◆ Task details: Every line of the entries below that includes "much" belongs in the answer, copied as written.

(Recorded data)
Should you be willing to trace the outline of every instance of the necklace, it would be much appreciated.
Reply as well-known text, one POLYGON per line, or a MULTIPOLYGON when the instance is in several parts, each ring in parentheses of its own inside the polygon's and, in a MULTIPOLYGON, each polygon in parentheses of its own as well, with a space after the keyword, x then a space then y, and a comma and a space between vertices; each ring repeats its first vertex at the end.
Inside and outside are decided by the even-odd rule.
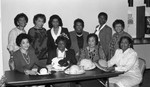
POLYGON ((23 59, 26 61, 27 64, 30 64, 30 57, 27 55, 27 58, 25 58, 24 54, 21 52, 23 59))

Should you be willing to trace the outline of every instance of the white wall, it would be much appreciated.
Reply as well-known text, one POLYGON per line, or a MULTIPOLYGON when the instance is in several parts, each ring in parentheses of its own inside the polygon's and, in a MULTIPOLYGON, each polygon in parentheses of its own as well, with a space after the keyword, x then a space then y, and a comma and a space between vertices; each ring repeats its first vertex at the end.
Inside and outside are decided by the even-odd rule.
MULTIPOLYGON (((108 13, 108 25, 112 26, 115 19, 123 19, 127 24, 127 0, 2 0, 2 33, 4 70, 8 70, 9 53, 6 49, 8 33, 14 28, 14 17, 18 13, 25 13, 29 17, 26 31, 33 26, 33 16, 37 13, 46 15, 47 20, 53 14, 58 14, 64 27, 73 30, 73 21, 82 18, 85 30, 94 32, 98 24, 97 15, 104 11, 108 13)), ((47 22, 44 27, 48 29, 47 22)))
POLYGON ((136 38, 136 7, 137 6, 145 6, 144 0, 133 0, 133 7, 128 8, 128 14, 132 14, 133 16, 133 24, 128 25, 128 33, 136 38))
MULTIPOLYGON (((1 1, 0 1, 1 5, 1 1)), ((3 75, 3 57, 2 57, 2 21, 1 21, 1 6, 0 6, 0 78, 3 75)))

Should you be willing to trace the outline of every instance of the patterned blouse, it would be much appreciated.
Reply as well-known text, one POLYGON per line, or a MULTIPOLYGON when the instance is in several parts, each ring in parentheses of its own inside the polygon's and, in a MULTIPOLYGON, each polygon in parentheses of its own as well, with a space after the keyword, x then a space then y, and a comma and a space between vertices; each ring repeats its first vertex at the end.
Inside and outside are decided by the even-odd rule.
POLYGON ((32 47, 38 59, 47 58, 47 33, 46 29, 36 29, 32 27, 28 34, 32 39, 32 47))
POLYGON ((93 51, 90 51, 89 47, 87 46, 81 51, 79 61, 81 59, 91 59, 93 62, 97 62, 99 59, 106 60, 106 57, 102 50, 102 47, 95 46, 95 49, 93 51))
POLYGON ((119 48, 118 43, 119 43, 120 38, 123 37, 123 36, 128 36, 128 37, 132 38, 130 34, 128 34, 127 32, 124 32, 124 31, 120 34, 115 33, 113 35, 112 40, 111 40, 110 45, 109 45, 110 46, 110 58, 113 57, 113 55, 115 54, 116 49, 119 48))

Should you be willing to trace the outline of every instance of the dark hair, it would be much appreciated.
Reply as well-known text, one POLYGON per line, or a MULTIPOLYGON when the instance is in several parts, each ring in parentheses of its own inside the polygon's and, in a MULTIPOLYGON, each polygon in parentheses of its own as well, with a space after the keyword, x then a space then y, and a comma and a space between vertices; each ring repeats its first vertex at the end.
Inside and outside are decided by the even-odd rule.
POLYGON ((108 19, 108 15, 107 15, 105 12, 100 12, 100 13, 98 14, 98 18, 99 18, 100 16, 104 16, 106 20, 108 19))
POLYGON ((73 25, 74 28, 75 28, 77 22, 80 22, 82 24, 82 27, 84 28, 84 21, 80 18, 78 18, 74 21, 74 25, 73 25))
POLYGON ((38 18, 42 18, 44 20, 44 23, 46 22, 46 17, 44 14, 36 14, 33 18, 33 23, 35 24, 35 21, 38 19, 38 18))
POLYGON ((31 38, 30 38, 30 36, 29 36, 28 34, 22 33, 22 34, 19 34, 19 35, 17 36, 17 38, 16 38, 16 44, 17 44, 17 46, 20 47, 21 41, 22 41, 23 39, 28 39, 29 43, 31 43, 31 38))
POLYGON ((91 37, 94 37, 94 38, 95 38, 96 45, 97 45, 97 44, 98 44, 98 37, 97 37, 97 35, 94 34, 94 33, 91 33, 91 34, 89 34, 89 35, 87 36, 86 42, 88 43, 88 40, 89 40, 89 38, 91 38, 91 37))
POLYGON ((65 44, 67 44, 67 40, 68 39, 66 37, 64 37, 64 36, 58 36, 57 39, 56 39, 56 44, 58 44, 59 41, 64 41, 65 44))
POLYGON ((48 26, 49 26, 49 28, 52 28, 52 27, 53 27, 53 25, 52 25, 53 19, 58 19, 58 21, 59 21, 59 26, 63 26, 63 23, 62 23, 61 18, 60 18, 58 15, 52 15, 52 16, 49 18, 49 21, 48 21, 48 26))
POLYGON ((117 24, 121 24, 123 28, 125 27, 124 21, 121 20, 121 19, 117 19, 117 20, 115 20, 115 21, 113 22, 113 25, 112 25, 113 28, 115 28, 115 26, 116 26, 117 24))
POLYGON ((122 36, 122 37, 120 38, 119 42, 118 42, 120 49, 121 49, 121 46, 120 46, 120 45, 121 45, 121 41, 122 41, 123 39, 127 39, 128 42, 129 42, 129 44, 130 44, 130 48, 133 48, 133 40, 132 40, 130 37, 128 37, 128 36, 122 36))
POLYGON ((20 14, 18 14, 15 18, 14 18, 14 24, 15 24, 15 26, 16 27, 18 27, 19 25, 18 25, 18 20, 19 20, 19 18, 25 18, 25 20, 26 20, 26 23, 28 23, 28 17, 26 16, 26 14, 24 14, 24 13, 20 13, 20 14))

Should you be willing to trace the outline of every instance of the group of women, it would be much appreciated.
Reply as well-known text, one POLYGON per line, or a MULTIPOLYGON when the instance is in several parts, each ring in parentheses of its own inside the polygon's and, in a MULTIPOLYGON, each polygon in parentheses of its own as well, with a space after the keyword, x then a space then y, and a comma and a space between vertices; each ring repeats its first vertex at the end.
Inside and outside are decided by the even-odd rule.
MULTIPOLYGON (((63 27, 63 22, 58 15, 50 17, 48 21, 49 30, 43 27, 46 22, 45 15, 35 15, 33 18, 34 26, 29 29, 27 34, 24 28, 28 22, 28 17, 24 13, 18 14, 14 19, 16 27, 10 31, 8 37, 7 48, 11 55, 9 61, 11 69, 26 75, 36 75, 37 71, 32 70, 34 67, 46 67, 40 63, 42 59, 47 60, 46 65, 50 65, 55 57, 63 58, 59 62, 60 65, 77 64, 84 58, 93 62, 103 59, 108 63, 107 70, 125 72, 120 76, 110 78, 110 86, 132 87, 139 84, 142 75, 138 68, 138 56, 133 49, 132 37, 124 31, 124 22, 120 19, 114 21, 113 28, 116 33, 112 36, 111 28, 106 25, 107 14, 100 13, 98 20, 99 25, 96 27, 95 33, 87 36, 87 46, 79 50, 80 54, 77 59, 74 49, 70 49, 71 34, 67 28, 63 27)), ((96 85, 100 86, 99 84, 98 81, 94 80, 81 82, 82 87, 92 85, 96 87, 96 85)), ((70 85, 62 83, 53 84, 53 86, 68 87, 70 85)))

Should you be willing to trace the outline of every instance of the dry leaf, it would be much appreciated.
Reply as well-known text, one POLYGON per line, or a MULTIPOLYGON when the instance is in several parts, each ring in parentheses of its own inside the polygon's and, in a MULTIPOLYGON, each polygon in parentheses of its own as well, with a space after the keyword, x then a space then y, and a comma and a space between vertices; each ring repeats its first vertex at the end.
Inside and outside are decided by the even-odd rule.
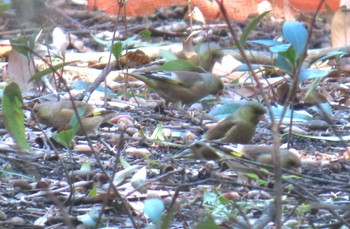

◆ Completed exercise:
Should you be willing to trace the outline of every instance of the necklace, it would be much appreciated.
Should you be willing to trace the outline of every instance of the white wall, it would be much appreciated.
Should you be willing to trace the outline of every instance of the patterned blouse, it would be much appreciated.
Should you be willing to trace the outline of every instance of the dark hair, it would be much appreciated.
Should you be willing to trace the outline of every instance of the group of women, it would be much appreciated.
Should you be willing to trace the outline of every instance of the dry leaf, it would be much appreciated.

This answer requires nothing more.